(Dataset records)

┌──

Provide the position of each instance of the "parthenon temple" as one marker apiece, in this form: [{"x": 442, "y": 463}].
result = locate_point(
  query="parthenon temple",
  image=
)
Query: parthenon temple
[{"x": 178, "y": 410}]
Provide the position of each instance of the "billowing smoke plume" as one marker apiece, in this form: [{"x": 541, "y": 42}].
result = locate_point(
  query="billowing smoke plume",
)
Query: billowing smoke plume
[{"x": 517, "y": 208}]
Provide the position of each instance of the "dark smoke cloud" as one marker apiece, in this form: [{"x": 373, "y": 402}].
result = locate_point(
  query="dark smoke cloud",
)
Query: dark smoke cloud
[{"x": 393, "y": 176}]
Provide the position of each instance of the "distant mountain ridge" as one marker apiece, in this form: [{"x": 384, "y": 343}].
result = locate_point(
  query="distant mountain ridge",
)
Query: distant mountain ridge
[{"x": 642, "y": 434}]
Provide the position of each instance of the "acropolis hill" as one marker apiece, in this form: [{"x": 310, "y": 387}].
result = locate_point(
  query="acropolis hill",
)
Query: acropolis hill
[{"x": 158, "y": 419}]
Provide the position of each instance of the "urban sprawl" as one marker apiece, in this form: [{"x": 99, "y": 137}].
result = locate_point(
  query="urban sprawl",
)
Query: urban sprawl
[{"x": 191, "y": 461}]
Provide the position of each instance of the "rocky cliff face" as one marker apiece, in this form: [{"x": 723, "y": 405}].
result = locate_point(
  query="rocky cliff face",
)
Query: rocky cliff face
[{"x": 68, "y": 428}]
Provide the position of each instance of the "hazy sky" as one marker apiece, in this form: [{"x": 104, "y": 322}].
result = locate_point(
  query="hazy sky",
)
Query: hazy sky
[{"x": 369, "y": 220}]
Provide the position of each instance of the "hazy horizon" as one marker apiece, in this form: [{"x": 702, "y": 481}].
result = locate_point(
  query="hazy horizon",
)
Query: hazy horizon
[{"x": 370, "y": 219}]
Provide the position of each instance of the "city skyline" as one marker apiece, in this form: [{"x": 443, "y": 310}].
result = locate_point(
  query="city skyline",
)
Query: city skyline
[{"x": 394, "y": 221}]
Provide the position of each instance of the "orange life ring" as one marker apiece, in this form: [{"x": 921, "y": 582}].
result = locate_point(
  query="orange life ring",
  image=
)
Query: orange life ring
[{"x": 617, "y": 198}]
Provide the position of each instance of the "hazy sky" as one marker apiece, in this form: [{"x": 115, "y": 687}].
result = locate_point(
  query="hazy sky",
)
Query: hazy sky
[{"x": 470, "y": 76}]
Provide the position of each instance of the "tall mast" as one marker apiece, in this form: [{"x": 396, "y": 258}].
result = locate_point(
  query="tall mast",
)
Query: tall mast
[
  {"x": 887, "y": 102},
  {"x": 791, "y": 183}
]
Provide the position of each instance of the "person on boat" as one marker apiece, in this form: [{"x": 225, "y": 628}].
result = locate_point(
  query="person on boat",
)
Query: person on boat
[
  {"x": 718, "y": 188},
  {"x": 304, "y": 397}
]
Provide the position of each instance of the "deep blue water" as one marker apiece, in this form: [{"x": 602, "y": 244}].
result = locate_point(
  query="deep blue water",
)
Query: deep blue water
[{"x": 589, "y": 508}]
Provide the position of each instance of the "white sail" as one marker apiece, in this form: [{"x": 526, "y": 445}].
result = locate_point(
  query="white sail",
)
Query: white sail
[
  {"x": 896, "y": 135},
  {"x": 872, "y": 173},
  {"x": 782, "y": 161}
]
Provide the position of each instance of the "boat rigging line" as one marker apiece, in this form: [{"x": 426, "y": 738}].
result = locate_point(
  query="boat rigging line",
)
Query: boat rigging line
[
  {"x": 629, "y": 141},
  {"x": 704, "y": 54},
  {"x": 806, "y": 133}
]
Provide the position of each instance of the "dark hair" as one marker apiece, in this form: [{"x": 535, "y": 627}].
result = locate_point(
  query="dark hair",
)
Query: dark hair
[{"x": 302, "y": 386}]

└──

* Your goal *
Your task is to return the full listing exactly as it was given.

* Full output *
Provide the position of each instance of the "parthenon temple" as one marker apiece, in this form: [{"x": 442, "y": 463}].
result = locate_point(
  query="parthenon temple",
  image=
)
Query: parthenon temple
[{"x": 178, "y": 410}]
Provide the position of each instance of the "billowing smoke plume" as one marker apiece, in this form: [{"x": 541, "y": 42}].
result = locate_point(
  query="billowing smoke plume",
)
Query: billowing smoke plume
[{"x": 517, "y": 208}]
Provide the position of each instance of the "dark smoke cloud" as one marker apiece, in this form: [{"x": 373, "y": 402}].
result = locate_point(
  query="dark smoke cloud",
)
Query: dark smoke cloud
[{"x": 393, "y": 176}]
Provide the position of each instance of the "distant mountain ridge" as one marker apiece, in this form: [{"x": 384, "y": 343}].
result = locate_point(
  query="distant mountain ridge",
)
Query: distant mountain ridge
[{"x": 642, "y": 434}]
Provide the position of each instance of the "acropolis hill" as one marker apiece, in this form: [{"x": 310, "y": 387}].
result = locate_point(
  query="acropolis hill",
)
Query: acropolis hill
[{"x": 158, "y": 419}]
Provide the position of each instance of the "urban sprawl" as one marker apiece, in this form: [{"x": 99, "y": 137}].
result = locate_point(
  query="urban sprawl",
)
Query: urban sprawl
[{"x": 191, "y": 461}]
Provide the position of each instance of the "rocky cliff face" as one marker apiece, in this form: [{"x": 723, "y": 405}].
result = locate_point(
  query="rocky cliff face",
)
Query: rocky cliff face
[{"x": 68, "y": 428}]
Provide the position of each instance of the "hazy sky" as one marker apiece, in this form: [{"x": 104, "y": 322}].
result = locate_point(
  query="hazy sky",
)
Query: hazy sky
[{"x": 369, "y": 220}]
Provide the position of each instance of the "hazy horizon" as one marker apiece, in this form: [{"x": 702, "y": 481}].
result = locate_point(
  query="hazy horizon",
)
Query: hazy horizon
[{"x": 370, "y": 219}]
Provide the position of each instance of the "city skyline" as one marker apiece, in this form: [{"x": 443, "y": 310}].
result = locate_point(
  query="city skyline",
)
Query: city skyline
[{"x": 394, "y": 221}]
Provide the position of each instance of the "orange life ring" as one marker apiece, in this form: [{"x": 921, "y": 582}].
result = locate_point(
  query="orange life ring",
  image=
)
Query: orange life ring
[{"x": 617, "y": 198}]
Provide the position of each instance of the "hazy sky" as one marker apiece, in this form: [{"x": 115, "y": 687}].
result = locate_point(
  query="hazy sky",
)
Query: hazy sky
[{"x": 470, "y": 76}]
Provide the position of each instance of the "tall mast" as one marker apiece, in this form: [{"x": 396, "y": 258}].
result = locate_point(
  query="tall mast",
)
Query: tall mast
[
  {"x": 887, "y": 102},
  {"x": 791, "y": 183}
]
Provide the position of each instance of the "person on boat" as one marker apiece, in this form: [{"x": 225, "y": 628}].
result = locate_point(
  query="person on boat",
)
Query: person on boat
[
  {"x": 718, "y": 188},
  {"x": 304, "y": 397}
]
Provide the position of each instance of the "deep blue water" as one marker apiece, in this form: [{"x": 602, "y": 244}].
result = locate_point(
  query="deep blue water",
)
Query: deep blue water
[{"x": 589, "y": 508}]
Provide the position of each instance of the "white sail" as one marker apiece, in this form: [{"x": 526, "y": 445}].
result = locate_point(
  query="white sail",
)
Query: white sail
[
  {"x": 896, "y": 135},
  {"x": 872, "y": 173},
  {"x": 782, "y": 161}
]
Provide the position of each instance of the "boat rigging line" as one marker apiece, in this form: [{"x": 426, "y": 738}].
result = locate_point(
  query="boat rigging line",
)
Query: boat rigging line
[
  {"x": 629, "y": 141},
  {"x": 704, "y": 54},
  {"x": 806, "y": 133}
]
Provide the position of each instance of the "dark hair" as one marker apiece, in this form: [{"x": 535, "y": 627}].
result = locate_point(
  query="dark hair",
)
Query: dark hair
[{"x": 302, "y": 386}]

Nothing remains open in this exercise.